Stored data entries:
+++++
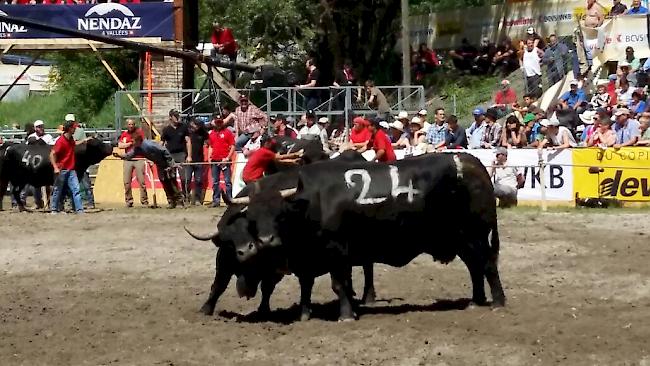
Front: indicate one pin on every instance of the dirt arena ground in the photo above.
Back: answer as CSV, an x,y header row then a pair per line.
x,y
123,288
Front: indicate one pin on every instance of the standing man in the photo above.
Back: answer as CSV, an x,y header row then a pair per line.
x,y
223,43
126,143
176,138
164,164
63,160
198,137
247,118
531,64
221,144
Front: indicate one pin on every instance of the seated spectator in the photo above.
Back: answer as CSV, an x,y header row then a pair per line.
x,y
618,8
505,60
463,57
556,136
507,179
254,143
627,129
504,98
574,98
637,105
513,135
603,136
455,137
477,129
644,123
492,134
426,60
636,8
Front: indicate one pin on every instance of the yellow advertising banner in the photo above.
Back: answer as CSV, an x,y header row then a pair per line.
x,y
623,174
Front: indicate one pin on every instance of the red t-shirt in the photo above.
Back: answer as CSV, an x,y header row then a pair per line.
+++++
- **Task directions**
Show every line in the entries where the string "above" occurs.

- **Response**
Front: indicate one pin on every instance of the dirt arena ground in the photo above.
Front: indicate one pin on every instance of the standing man in the photo above.
Front: indicate one pin on every instance of the seated spectator in the photo above.
Front: indicate one pin on every instance of the yellow advertising banner in the photo above.
Front: indicate one pin on every instance of the red t-shirt in the photo above.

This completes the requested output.